> [SELECTED EXCERPT]:
********************

Ledbury Emerging Critics Programme

Update: new cohort of Ledbury Emerging Critics Announced

Introducing the poetry critics of the future: the Ledbury Emerging Poetry Critics….

Ledbury Poetry Festival in collaboration with award-winning poets Sandeep Parmar and Sarah Howe are delighted to announce the 8 participants selected for the innovative Ledbury Emerging Poetry Critics mentoring programme.

The Ledbury Emerging Poetry Critics scheme was founded this year to encourage diversity in poetry reviewing culture and support emerging critical voices. Open to budding BAME poetry critics resident in the UK, the scheme offers an intensive eight-month mentorship programme, including workshops, one-to-one mentorship and critical feedback on the writing of a poetry review which will ultimately be shared with a number of partner publications.

The 8 Ledbury Emerging Poetry Critics are:

  • Dzifa Benson

Dzifa Benson
Mary Jean Chan
Jade Cuttle
Sarala Estruch
Maryam Hessavi
Nasser Hussain
Srishti Krishnamoorthy-Cavell
Jennifer Lee Tsai

Sandeep Parmar, co-founder of the scheme says:
“Whilst it is true that reviewing culture does not reflect the diversity of British poetry, it is also abundantly clear that there are many committed and informed voices out there that deserve a wider audience. We’re delighted to have chosen eight exciting emerging reviewers to mentor through the Emerging Critics Scheme, drawn from a very strong group of critics all of whom are already thinking incisively about how reviewing opens onto a wider discussion about our shared literary culture.”

Sarah Howe, co-founder of the scheme says:
“By nurturing a new wave of critics of colour and offering them a platform, we hope to kick off a wider conversation about race within the culture of reviewing, interrogating and expanding its terms. I can think of nothing more timely.”

The first workshop will take place in late November 2017 in Ledbury, with sessions led by poets Sarah Howe, Sandeep Parmar, Vidyan Ravinthiran, Claire Trévien and Sunday Times Poetry Critic, Jeremy Noel-Tod. The experiences of the participants will be part of a live discussion about poetry reviewing culture and diversity at Ledbury Poetry Festival in July 2018.

********************

> [DATA PROVIDED]:
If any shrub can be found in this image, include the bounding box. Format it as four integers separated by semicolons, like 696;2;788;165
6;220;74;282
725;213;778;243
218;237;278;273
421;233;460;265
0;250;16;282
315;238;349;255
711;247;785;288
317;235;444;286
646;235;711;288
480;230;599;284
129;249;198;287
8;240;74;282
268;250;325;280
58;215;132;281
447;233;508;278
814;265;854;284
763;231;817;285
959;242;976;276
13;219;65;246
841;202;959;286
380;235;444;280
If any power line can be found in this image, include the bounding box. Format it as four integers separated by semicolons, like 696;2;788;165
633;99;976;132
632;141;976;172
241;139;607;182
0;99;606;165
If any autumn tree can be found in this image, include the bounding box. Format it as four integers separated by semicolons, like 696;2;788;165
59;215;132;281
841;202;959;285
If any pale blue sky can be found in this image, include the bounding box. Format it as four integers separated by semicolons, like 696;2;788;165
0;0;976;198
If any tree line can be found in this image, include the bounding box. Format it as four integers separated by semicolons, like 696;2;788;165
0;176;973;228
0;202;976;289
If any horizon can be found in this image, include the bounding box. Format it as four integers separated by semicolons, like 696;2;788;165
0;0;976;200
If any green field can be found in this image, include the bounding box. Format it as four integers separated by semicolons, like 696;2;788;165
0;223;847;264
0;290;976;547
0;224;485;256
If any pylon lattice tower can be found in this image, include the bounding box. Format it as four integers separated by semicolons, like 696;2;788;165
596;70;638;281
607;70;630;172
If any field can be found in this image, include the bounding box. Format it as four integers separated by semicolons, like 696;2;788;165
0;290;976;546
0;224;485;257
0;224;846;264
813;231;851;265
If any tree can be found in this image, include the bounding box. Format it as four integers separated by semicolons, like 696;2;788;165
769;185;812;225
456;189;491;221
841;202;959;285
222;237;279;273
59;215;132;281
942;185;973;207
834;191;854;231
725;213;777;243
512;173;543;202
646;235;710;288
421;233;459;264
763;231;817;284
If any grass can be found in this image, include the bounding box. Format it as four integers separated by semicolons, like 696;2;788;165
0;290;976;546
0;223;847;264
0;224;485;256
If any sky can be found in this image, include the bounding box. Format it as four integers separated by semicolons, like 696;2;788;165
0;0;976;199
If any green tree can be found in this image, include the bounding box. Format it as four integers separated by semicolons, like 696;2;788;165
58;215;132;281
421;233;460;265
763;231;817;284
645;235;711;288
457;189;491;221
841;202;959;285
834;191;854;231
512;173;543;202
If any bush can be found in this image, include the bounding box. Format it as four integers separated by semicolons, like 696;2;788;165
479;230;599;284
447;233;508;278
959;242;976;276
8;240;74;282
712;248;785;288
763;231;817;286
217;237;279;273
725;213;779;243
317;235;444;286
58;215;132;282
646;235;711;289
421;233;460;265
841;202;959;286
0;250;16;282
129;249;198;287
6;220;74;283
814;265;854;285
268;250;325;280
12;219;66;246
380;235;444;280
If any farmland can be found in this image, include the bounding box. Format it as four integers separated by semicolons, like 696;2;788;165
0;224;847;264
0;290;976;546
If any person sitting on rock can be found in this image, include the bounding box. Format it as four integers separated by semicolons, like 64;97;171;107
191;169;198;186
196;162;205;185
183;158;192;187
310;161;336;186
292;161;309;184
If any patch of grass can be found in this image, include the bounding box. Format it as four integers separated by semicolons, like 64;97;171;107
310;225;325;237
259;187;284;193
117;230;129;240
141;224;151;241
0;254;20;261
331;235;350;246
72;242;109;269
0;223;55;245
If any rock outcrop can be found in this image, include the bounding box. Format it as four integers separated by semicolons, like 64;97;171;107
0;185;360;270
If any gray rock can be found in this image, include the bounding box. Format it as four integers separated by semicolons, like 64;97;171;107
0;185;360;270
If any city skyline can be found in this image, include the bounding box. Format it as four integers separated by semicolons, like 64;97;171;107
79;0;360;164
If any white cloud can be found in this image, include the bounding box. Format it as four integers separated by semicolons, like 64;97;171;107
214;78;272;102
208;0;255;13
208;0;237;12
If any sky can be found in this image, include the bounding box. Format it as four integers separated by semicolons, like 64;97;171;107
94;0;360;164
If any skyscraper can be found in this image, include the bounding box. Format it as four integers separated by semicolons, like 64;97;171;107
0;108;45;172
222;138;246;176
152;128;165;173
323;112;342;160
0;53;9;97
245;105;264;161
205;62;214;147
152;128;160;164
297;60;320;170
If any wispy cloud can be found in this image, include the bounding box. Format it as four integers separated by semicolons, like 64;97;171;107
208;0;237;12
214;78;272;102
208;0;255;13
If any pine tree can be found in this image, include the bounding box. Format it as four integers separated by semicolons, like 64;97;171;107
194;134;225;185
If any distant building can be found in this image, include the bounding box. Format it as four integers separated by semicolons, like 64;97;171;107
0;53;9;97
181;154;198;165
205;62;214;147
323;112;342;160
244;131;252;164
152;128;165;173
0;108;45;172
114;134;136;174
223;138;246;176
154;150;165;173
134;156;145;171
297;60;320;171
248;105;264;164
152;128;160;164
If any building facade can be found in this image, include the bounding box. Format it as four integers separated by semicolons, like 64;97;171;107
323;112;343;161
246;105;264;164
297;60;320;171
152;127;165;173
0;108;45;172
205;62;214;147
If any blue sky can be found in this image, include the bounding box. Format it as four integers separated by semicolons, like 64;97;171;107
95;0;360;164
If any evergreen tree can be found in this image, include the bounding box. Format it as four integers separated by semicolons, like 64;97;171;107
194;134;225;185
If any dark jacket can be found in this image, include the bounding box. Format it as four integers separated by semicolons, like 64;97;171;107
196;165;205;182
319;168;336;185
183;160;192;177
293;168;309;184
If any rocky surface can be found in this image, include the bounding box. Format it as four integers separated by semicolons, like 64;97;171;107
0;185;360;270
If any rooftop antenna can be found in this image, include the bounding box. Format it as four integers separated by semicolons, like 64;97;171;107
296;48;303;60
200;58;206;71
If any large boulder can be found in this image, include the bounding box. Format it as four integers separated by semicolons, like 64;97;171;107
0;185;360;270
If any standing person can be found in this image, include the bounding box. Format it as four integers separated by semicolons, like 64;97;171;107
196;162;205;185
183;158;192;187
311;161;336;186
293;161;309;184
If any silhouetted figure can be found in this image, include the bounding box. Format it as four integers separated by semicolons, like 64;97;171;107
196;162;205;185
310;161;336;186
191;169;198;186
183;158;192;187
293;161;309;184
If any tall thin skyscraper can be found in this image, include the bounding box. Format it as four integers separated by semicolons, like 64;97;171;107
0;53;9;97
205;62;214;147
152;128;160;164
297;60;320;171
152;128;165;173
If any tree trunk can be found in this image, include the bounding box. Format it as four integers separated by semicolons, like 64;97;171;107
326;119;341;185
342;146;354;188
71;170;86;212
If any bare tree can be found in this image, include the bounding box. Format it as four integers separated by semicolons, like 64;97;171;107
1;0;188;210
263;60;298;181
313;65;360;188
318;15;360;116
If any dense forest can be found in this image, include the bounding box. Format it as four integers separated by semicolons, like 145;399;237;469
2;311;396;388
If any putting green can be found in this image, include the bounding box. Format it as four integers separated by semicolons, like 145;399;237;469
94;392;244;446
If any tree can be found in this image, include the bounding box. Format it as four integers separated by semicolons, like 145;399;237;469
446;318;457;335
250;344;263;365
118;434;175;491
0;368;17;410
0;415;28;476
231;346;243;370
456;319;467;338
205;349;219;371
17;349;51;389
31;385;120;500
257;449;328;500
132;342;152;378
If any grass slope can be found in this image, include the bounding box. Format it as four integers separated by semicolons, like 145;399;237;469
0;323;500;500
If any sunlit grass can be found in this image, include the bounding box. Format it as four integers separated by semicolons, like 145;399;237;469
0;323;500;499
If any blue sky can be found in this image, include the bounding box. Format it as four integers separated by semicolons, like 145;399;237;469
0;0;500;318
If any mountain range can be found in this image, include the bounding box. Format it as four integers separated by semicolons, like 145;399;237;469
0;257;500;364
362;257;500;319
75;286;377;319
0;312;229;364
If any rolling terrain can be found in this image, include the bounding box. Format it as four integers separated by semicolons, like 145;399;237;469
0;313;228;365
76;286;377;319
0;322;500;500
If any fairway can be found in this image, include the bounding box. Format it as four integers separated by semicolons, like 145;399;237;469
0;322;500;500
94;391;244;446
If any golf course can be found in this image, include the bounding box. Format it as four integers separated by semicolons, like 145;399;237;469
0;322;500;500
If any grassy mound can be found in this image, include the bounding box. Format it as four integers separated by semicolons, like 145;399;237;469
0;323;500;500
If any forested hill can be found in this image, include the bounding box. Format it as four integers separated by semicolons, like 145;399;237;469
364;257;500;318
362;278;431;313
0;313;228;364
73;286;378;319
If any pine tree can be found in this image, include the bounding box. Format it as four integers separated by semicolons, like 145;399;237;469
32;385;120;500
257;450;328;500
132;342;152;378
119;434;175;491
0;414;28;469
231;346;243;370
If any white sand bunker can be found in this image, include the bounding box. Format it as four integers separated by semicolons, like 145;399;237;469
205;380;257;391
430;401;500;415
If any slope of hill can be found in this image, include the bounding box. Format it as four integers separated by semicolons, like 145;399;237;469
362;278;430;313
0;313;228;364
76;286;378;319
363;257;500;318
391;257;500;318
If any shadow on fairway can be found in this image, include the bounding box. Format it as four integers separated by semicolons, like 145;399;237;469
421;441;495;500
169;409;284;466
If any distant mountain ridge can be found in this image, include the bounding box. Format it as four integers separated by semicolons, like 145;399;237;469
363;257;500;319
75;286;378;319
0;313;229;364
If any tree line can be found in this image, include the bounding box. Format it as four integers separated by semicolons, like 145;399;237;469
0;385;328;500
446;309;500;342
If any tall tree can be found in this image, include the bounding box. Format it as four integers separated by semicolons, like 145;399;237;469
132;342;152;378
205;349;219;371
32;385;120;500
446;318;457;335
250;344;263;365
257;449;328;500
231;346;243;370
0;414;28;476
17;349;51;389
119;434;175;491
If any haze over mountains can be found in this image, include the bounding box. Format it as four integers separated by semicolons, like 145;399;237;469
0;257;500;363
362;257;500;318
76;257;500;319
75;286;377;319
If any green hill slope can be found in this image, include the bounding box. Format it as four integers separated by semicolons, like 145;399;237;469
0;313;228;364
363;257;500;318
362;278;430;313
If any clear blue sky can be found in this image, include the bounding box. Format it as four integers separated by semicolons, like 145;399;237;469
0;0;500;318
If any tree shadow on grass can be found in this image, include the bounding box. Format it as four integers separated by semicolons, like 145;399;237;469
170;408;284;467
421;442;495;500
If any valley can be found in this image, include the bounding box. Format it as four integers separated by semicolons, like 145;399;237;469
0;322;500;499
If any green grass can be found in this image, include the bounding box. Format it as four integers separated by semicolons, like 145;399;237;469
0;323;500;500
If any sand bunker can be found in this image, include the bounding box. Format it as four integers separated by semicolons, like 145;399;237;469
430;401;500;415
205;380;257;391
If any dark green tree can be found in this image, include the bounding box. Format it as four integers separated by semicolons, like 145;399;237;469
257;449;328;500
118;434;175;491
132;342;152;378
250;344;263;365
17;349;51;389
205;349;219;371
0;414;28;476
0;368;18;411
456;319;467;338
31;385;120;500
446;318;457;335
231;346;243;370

********************

> [REQUESTS]:
A) Output the passage of the Ledbury critics announcement from "Ledbury Emerging Critics Programme" to "of partner publications." word for word.
B) Return the entries verbatim, from the first line of the entries through the line containing "607;70;630;172", with both of those lines included.
The entries are unrelated to the Ledbury critics announcement.

> [ANSWERS GIVEN]:
A)
Ledbury Emerging Critics Programme

Update: new cohort of Ledbury Emerging Critics Announced

Introducing the poetry critics of the future: the Ledbury Emerging Poetry Critics….

Ledbury Poetry Festival in collaboration with award-winning poets Sandeep Parmar and Sarah Howe are delighted to announce the 8 participants selected for the innovative Ledbury Emerging Poetry Critics mentoring programme.

The Ledbury Emerging Poetry Critics scheme was founded this year to encourage diversity in poetry reviewing culture and support emerging critical voices. Open to budding BAME poetry critics resident in the UK, the scheme offers an intensive eight-month mentorship programme, including workshops, one-to-one mentorship and critical feedback on the writing of a poetry review which will ultimately be shared with a number of partner publications.

B)
If any shrub can be found in this image, include the bounding box. Format it as four integers separated by semicolons, like 696;2;788;165
6;220;74;282
725;213;778;243
218;237;278;273
421;233;460;265
0;250;16;282
315;238;349;255
711;247;785;288
317;235;444;286
646;235;711;288
480;230;599;284
129;249;198;287
8;240;74;282
268;250;325;280
58;215;132;281
447;233;508;278
814;265;854;284
763;231;817;285
959;242;976;276
13;219;65;246
841;202;959;286
380;235;444;280
If any power line can be found in this image, include the bounding box. Format it as four integers separated by semicolons, like 696;2;788;165
633;99;976;132
632;141;976;172
241;139;607;182
0;99;606;165
If any autumn tree can be found in this image, include the bounding box. Format it as four integers separated by semicolons, like 696;2;788;165
59;215;132;281
841;202;959;285
If any pale blue sky can be found in this image, include the bounding box. Format it as four integers separated by semicolons, like 696;2;788;165
0;0;976;198
If any tree line can be found in this image, include the bounding box. Format it as four integers separated by semicolons, like 696;2;788;165
0;176;973;228
0;202;976;289
If any horizon can be found in this image, include the bounding box. Format it as four integers separated by semicolons, like 696;2;788;165
0;0;976;200
If any green field can be found in this image, include the bounding box. Format it as four integers separated by semicolons, like 696;2;788;165
0;223;847;264
0;290;976;547
0;224;485;256
If any pylon lattice tower can be found in this image, include the bounding box. Format it as four integers separated by semicolons, like 696;2;788;165
596;70;638;281
607;70;630;172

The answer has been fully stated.